> **SOURCE PASSAGE**:
AI Agents Learn to Plan Complex Tasks from Egocentric Videos

TLDR: Researchers introduce a novel AI model called TAMFormer that enables agents to plan high-level actions from egocentric instructional videos. It uses a “Topological Affordance Memory” to store environmental affordances and goal associations, allowing the agent to understand possible actions and recover from deviations, leading to more robust and effective task planning in interactive environments.

Teaching artificial intelligence (AI) agents to perform complex activities by observing human demonstrations is a significant challenge. This is especially true when the observations come from an egocentric perspective, meaning the AI sees the world through the eyes of the demonstrator, much like a first-person video. This kind of learning is vital for developing advanced applications such as augmented reality assistants that guide users through tasks or sophisticated human-robot collaboration systems.

Traditional methods for task planning in AI often assume a complete understanding of the environment, where all possible states and actions are predefined. However, this approach falls short when dealing with dynamic, real-world visual inputs, where information is often incomplete and situations can change unexpectedly. Existing visual planning methods also frequently lack immediate feedback, making it difficult for an AI to correct mistakes or adapt if its planned actions don’t go as expected.

Introducing Interactive Action Planning

To address these limitations, researchers have proposed a new task called “Interactive Action Planning.” This task emphasizes several key elements: the ability to learn skills offline from recorded experiences without needing direct interaction during training, evaluating performance in an interactive environment, comprehending the given task’s description, and planning a sequence of actions while being fully aware of the surrounding environment.

> **GIVEN INFORMATION**:
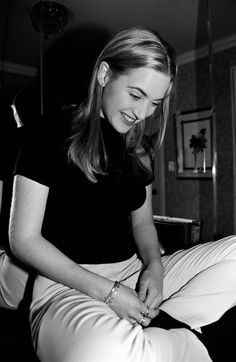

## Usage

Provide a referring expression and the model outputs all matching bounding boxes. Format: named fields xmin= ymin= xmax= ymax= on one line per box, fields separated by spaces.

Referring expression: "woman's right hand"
xmin=110 ymin=284 xmax=158 ymax=327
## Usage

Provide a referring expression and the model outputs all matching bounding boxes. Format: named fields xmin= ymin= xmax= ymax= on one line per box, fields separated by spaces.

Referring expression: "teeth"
xmin=122 ymin=113 xmax=135 ymax=123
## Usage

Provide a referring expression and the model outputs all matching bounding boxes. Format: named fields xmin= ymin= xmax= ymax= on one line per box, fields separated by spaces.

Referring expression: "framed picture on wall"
xmin=176 ymin=110 xmax=213 ymax=178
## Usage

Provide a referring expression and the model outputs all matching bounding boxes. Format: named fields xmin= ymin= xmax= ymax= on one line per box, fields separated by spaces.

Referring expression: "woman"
xmin=10 ymin=27 xmax=236 ymax=362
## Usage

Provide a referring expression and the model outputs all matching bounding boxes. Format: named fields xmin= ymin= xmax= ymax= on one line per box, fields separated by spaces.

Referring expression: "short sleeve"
xmin=14 ymin=122 xmax=62 ymax=187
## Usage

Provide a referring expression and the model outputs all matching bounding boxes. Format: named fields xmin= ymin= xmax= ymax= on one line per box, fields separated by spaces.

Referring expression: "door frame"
xmin=230 ymin=65 xmax=236 ymax=234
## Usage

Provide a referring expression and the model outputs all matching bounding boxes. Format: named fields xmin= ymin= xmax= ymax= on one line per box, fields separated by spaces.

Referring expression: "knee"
xmin=63 ymin=333 xmax=128 ymax=362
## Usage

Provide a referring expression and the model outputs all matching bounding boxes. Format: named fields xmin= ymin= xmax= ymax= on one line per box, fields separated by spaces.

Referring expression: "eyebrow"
xmin=128 ymin=86 xmax=164 ymax=102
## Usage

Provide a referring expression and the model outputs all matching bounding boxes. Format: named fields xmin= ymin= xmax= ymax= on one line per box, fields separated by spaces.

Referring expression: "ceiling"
xmin=0 ymin=0 xmax=236 ymax=67
xmin=0 ymin=0 xmax=236 ymax=103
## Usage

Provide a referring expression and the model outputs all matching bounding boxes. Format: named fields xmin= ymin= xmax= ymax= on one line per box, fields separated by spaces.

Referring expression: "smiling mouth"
xmin=121 ymin=113 xmax=136 ymax=126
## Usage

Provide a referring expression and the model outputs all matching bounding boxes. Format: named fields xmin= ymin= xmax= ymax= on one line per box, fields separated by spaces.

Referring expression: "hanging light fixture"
xmin=31 ymin=1 xmax=68 ymax=38
xmin=31 ymin=0 xmax=68 ymax=115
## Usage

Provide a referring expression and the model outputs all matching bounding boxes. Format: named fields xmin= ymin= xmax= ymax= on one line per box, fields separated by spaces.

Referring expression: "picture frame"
xmin=175 ymin=109 xmax=213 ymax=179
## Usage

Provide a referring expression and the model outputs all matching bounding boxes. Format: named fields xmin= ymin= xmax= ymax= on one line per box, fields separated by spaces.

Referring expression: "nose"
xmin=133 ymin=102 xmax=150 ymax=121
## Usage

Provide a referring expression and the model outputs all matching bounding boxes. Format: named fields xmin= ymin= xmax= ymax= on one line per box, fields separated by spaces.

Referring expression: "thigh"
xmin=162 ymin=235 xmax=236 ymax=299
xmin=32 ymin=288 xmax=210 ymax=362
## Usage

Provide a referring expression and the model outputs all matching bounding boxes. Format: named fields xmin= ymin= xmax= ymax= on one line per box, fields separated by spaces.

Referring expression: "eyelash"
xmin=130 ymin=93 xmax=141 ymax=101
xmin=130 ymin=93 xmax=161 ymax=108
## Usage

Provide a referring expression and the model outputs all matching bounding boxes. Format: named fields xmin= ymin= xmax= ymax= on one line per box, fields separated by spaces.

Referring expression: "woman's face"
xmin=101 ymin=64 xmax=170 ymax=133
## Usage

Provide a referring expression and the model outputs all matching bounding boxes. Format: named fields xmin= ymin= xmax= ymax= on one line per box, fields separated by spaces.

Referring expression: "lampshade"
xmin=31 ymin=1 xmax=68 ymax=38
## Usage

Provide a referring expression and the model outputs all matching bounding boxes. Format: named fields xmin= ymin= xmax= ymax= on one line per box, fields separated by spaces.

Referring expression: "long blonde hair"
xmin=68 ymin=27 xmax=177 ymax=182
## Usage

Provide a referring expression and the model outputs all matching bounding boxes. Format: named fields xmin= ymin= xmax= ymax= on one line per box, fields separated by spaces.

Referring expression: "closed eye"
xmin=152 ymin=102 xmax=162 ymax=107
xmin=130 ymin=93 xmax=141 ymax=101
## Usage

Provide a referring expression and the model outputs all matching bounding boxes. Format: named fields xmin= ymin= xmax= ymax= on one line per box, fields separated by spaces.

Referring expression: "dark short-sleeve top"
xmin=15 ymin=119 xmax=155 ymax=264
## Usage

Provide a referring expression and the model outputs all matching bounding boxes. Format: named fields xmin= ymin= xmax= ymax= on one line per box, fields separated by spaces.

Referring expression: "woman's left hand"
xmin=138 ymin=264 xmax=163 ymax=316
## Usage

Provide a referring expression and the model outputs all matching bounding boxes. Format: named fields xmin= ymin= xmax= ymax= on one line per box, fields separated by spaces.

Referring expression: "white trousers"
xmin=26 ymin=236 xmax=236 ymax=362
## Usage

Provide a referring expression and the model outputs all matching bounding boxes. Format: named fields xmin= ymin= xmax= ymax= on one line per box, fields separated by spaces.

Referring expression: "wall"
xmin=165 ymin=48 xmax=236 ymax=242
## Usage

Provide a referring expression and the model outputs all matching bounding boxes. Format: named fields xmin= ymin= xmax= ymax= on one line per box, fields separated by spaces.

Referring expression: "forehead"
xmin=117 ymin=68 xmax=170 ymax=99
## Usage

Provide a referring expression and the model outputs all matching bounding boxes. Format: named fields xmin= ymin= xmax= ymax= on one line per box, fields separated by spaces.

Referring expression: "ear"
xmin=97 ymin=62 xmax=109 ymax=87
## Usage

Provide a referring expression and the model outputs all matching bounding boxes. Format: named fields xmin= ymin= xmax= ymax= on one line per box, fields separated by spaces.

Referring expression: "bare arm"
xmin=132 ymin=185 xmax=163 ymax=308
xmin=10 ymin=176 xmax=112 ymax=300
xmin=10 ymin=176 xmax=151 ymax=321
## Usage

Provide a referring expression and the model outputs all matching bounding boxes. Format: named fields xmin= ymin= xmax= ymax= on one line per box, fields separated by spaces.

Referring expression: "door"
xmin=152 ymin=142 xmax=165 ymax=215
xmin=231 ymin=65 xmax=236 ymax=234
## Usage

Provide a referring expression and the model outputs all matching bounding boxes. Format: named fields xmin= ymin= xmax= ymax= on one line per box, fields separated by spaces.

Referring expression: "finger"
xmin=139 ymin=316 xmax=151 ymax=327
xmin=142 ymin=308 xmax=159 ymax=319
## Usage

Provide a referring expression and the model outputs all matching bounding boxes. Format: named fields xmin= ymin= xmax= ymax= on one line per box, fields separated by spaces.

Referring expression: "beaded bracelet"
xmin=104 ymin=280 xmax=120 ymax=306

> **TASKS**:
• a. According to the article on egocentric task planning, what does TAMFormer use to store environmental affordances and goal associations?
• b. Select every line of the records that contains the string "wall". Matching is case-sensitive.

> **TASK RESPONSES**:
• a. A "Topological Affordance Memory."

• b.
Referring expression: "framed picture on wall"
Referring expression: "wall"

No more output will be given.